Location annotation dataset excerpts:
## Begin
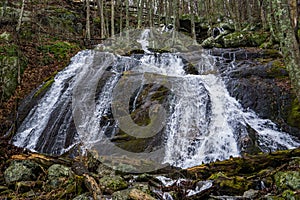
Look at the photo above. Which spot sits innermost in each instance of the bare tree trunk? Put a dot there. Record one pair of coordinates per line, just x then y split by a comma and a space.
101, 15
192, 12
21, 16
140, 6
285, 30
112, 19
88, 30
121, 16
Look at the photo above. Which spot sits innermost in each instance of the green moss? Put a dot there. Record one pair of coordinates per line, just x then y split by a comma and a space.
110, 184
59, 51
217, 175
9, 50
236, 185
278, 69
287, 180
289, 195
45, 86
294, 114
258, 38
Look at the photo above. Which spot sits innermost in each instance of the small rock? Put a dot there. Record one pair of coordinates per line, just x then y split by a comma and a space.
24, 186
121, 195
111, 184
251, 194
85, 196
5, 36
136, 194
21, 171
288, 180
92, 186
57, 174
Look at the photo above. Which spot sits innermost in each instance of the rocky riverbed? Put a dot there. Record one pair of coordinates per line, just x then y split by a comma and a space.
27, 175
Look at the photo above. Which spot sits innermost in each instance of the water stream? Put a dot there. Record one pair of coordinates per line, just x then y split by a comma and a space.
204, 122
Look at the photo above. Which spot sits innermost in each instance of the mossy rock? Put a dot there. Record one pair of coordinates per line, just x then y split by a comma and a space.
243, 39
21, 171
287, 180
59, 175
294, 114
5, 37
110, 184
43, 89
59, 50
236, 185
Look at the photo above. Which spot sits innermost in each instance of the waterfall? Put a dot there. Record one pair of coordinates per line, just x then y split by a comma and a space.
204, 123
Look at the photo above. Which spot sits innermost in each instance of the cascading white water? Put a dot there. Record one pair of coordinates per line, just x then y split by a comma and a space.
204, 123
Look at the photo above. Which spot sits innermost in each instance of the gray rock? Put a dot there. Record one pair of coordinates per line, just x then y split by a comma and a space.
251, 194
287, 180
121, 195
21, 171
57, 174
85, 196
110, 184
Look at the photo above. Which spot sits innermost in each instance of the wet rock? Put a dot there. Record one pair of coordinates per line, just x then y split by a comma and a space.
290, 195
5, 37
136, 194
85, 196
121, 195
242, 39
287, 180
251, 194
92, 186
111, 184
21, 171
25, 186
59, 174
210, 42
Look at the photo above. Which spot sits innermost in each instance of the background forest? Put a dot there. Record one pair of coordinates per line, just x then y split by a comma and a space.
38, 38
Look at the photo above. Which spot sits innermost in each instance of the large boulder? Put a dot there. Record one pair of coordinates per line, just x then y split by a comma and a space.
21, 170
261, 83
59, 174
110, 184
243, 39
287, 180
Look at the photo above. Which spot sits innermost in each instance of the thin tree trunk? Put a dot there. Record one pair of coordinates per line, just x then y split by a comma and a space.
21, 16
88, 30
112, 19
101, 15
121, 16
140, 6
192, 12
286, 23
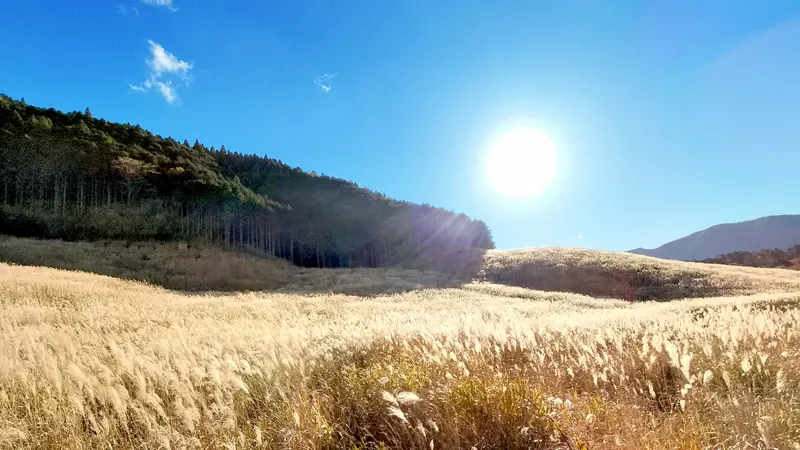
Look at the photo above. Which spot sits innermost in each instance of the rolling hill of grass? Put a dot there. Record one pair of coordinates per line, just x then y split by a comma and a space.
201, 267
275, 356
90, 361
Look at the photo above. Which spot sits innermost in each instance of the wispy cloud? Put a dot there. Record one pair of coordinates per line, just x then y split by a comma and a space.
163, 3
165, 69
324, 81
125, 10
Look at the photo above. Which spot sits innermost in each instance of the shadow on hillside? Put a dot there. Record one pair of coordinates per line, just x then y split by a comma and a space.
613, 275
202, 268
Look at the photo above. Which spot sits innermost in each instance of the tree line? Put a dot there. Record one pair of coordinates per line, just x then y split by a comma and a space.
72, 176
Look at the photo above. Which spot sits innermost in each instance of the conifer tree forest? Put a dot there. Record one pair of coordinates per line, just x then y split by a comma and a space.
76, 177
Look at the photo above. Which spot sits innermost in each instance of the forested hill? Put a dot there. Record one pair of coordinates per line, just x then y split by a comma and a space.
71, 176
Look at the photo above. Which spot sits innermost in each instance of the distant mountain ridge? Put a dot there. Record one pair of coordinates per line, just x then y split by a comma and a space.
769, 232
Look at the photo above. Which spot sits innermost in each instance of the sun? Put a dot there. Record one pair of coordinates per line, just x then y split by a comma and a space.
522, 163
## End
DIRECTION: Using the data above, write out every line exactly, leaving the images behind.

FINAL RESULT:
Look at the photo above. Which spot sits innermost in each instance of the bare tree trunk? Put a dot there. Record one pair of coordinates per line, just x then y split by a comma and a space.
101, 15
192, 12
21, 16
140, 6
285, 30
112, 19
88, 30
121, 16
Look at the photo above. Which spot sits innermost in each instance of the green moss? Put a dot there. Record one pair of coordinates per line, just x then y split by a comma and a space.
110, 184
59, 51
217, 175
9, 50
236, 185
278, 69
287, 180
289, 195
45, 86
294, 114
258, 38
Look at the photo above. Which spot sits innermost in each instance of the small rock? Put a dot there. Record one pair of coordinates per line, just x then y split by a comma and a space.
24, 186
121, 195
111, 184
251, 194
85, 196
5, 36
136, 194
21, 171
288, 180
92, 186
57, 174
Look at the photo above. Which spot sits innermost in each instance of the rocky riverbed? Put a dot there. Record one pair of coordinates per line, just x then y split by a comma and a space.
27, 175
Look at the photo above. Which spot sits innermost in each instance of the water stream? Put a dot there. Record one pair of coordinates per line, just x then y split by a comma and a space.
204, 122
Look at the photo above. Which spot sits innermost in each instance of the mossy rock? Put a dot there. Record one pair of coordinates per line, just x then y split by a comma and a space.
243, 39
21, 171
287, 180
59, 175
294, 114
5, 37
110, 184
43, 89
59, 50
236, 185
Look at the photo above. Which spot sits innermost in each instance of the waterfall? Put a dot there. Record one pair of coordinates per line, just x then y split by a comma and a space.
204, 123
Look at the photo above. Which spot sits innermost in each instance of the cascading white water? Put a dot there. Record one pair of coordinates per line, just x then y split by a comma and a space.
204, 123
Look at the photo above. Which spot sits innermost in each instance of the gray rock? Put a dot there. Record one pair of coordinates per line, just x then y split by a comma and a space.
251, 194
287, 180
121, 195
21, 171
57, 174
85, 196
110, 184
Look at the photo above. Which spot sits innermost in each instance of the wet rock? Put a dot there. Record one pair of coordinates per line, just x then y split by a comma and a space.
290, 195
5, 37
136, 194
85, 196
121, 195
242, 39
287, 180
251, 194
92, 186
111, 184
21, 171
25, 186
59, 174
210, 42
Look at the photo above. Which spot sits innermost in each instance of the background forest? Put a dot there. Record one pair of coordinates per line, just x then y split by a comma and a space.
38, 38
Look at the photo above. Which spot sits innermost in each instance of the large boulder? Put a dot there. Record one pair of coordinates per line, just x then y split by a comma and a space.
21, 170
261, 83
59, 174
110, 184
243, 39
287, 180
Look at the photo above. Which spot sits innermost in each instance of the thin tree trunk? Put a dot there. Record one pair of coordinates per line, just x then y split by a comma and a space.
21, 16
88, 30
112, 19
101, 15
121, 16
140, 6
192, 12
286, 23
Look at the photo above. Which spot sits innermost in each instance of the rolling hill of grass? Put a dot there. Record one pair of coordinates per line, just x then y split by a comma and a space.
201, 267
275, 356
90, 361
Look at the photo above. Which spot sits innermost in each instance of the wispy cloud? Put a dot there. Record one pair of coordinates per line, just x then y split by a comma and a space.
163, 3
165, 69
324, 81
125, 10
Look at the photo above. Which spot sits innermost in each instance of the shadow on hillside? Put a dot there. Record one pair of coordinates per line, just x then y split by a comma and a space.
613, 275
202, 268
Look at the photo above. Which spot sits innermost in each instance of the tree line? Put a dot there. Record one pair of coordinates per line, just x then y split by a comma and a space.
72, 176
Look at the photo above. Which spot sits innermost in each instance of the conifer tree forest? Put a dot there. Record one pair of coordinates per line, just x then y split by a comma and a space.
76, 177
Look at the photo above. Which spot sits innermost in each instance of the forested hill? Put a dot there. Record one pair of coordinates per line, just x then y split by a comma and a space.
71, 176
Look at the photo above. Which spot sits innermost in each instance of the distant mountain ridge? Put a dot there. Record one pair of coordinates per line, just x then y split by a comma and a space.
769, 232
Look at the photo above. Which spot sits innermost in each instance of the sun? Put a dot there. Record one pair of coordinates per line, just x then y split by a comma and a space.
522, 163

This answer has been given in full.